## Problèmes à résoudre
1 – Recopiez sans rien changer le passage de l'extrait sur la liberté de la presse au Mexique qui va de « L’anémique démocratique mexicaine » jusqu'à « la classe ouvrière. » inclus.
2 – Résumez en deux phrases l'extrait sur la liberté de la presse au Mexique.

## Extrait à lire
▽

L’anémique démocratique mexicaine est en permanence menacée de mort de deux côtés: du côté de l’impérialisme étranger et de celui des agents réactionnaires de l’intérieur, aux mains de qui sont concentrées les publications aux plus gros tirages; mais seuls des aveugles ou des imbéciles peuvent penser que les ouvriers et les paysans pourront se libérer de l’influence des idées réactionnaires au moyen de l’interdiction de la presse réactionnaire. En réalité, seule la plus grande liberté de parole, de presse et de réunion peuvent créer les conditions favorables au développement du mouvement révolutionnaire de la classe ouvrière.

△

## Matériel
▽

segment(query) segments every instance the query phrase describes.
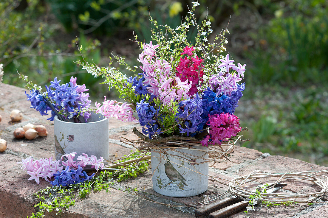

△

## Réponses attendues
1 –
L’anémique démocratique mexicaine est en permanence menacée de mort de deux côtés: du côté de l’impérialisme étranger et de celui des agents réactionnaires de l’intérieur, aux mains de qui sont concentrées les publications aux plus gros tirages; mais seuls des aveugles ou des imbéciles peuvent penser que les ouvriers et les paysans pourront se libérer de l’influence des idées réactionnaires au moyen de l’interdiction de la presse réactionnaire. En réalité, seule la plus grande liberté de parole, de presse et de réunion peuvent créer les conditions favorables au développement du mouvement révolutionnaire de la classe ouvrière.

2 – L'anémique démocratie mexicaine est sans cesse menacée par l'impérialisme étranger et par les agents réactionnaires de l'intérieur, qui détiennent les publications aux plus gros tirages. Pourtant, l'interdiction de la presse réactionnaire ne libérera pas les ouvriers et les paysans de ses idées, car seule la plus grande liberté de parole, de presse et de réunion crée des conditions favorables au mouvement révolutionnaire de la classe ouvrière.